PROBLEM STATEMENT:
Give back each row below word for word, leaving out the pictures.

RECORDS TO USE:
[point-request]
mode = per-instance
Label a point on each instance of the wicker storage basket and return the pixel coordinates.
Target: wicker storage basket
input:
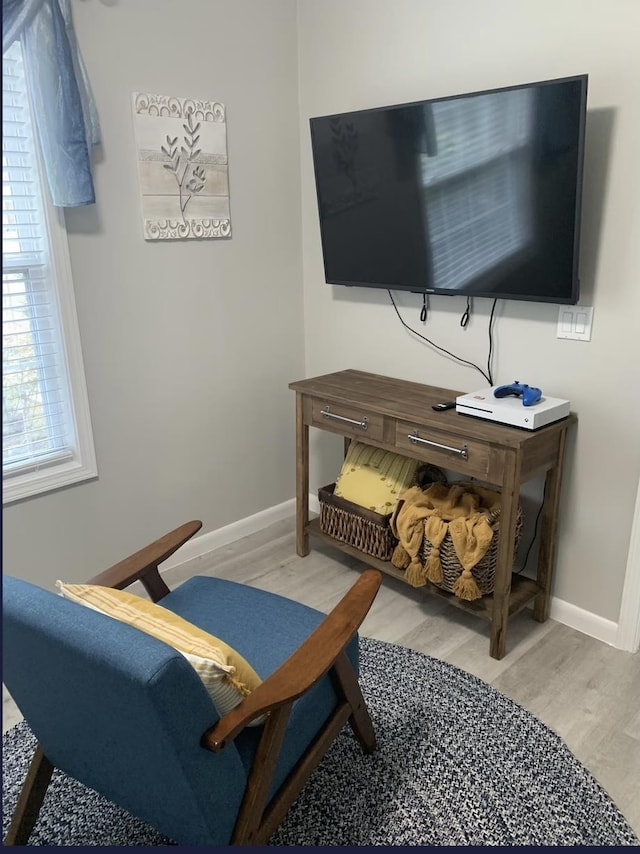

RESULT FOR THIS EXERCISE:
[point-request]
mode = per-instance
Label a point on each instance of the wicker storage basket and return the pixel coordinates.
Target: wicker storage basket
input:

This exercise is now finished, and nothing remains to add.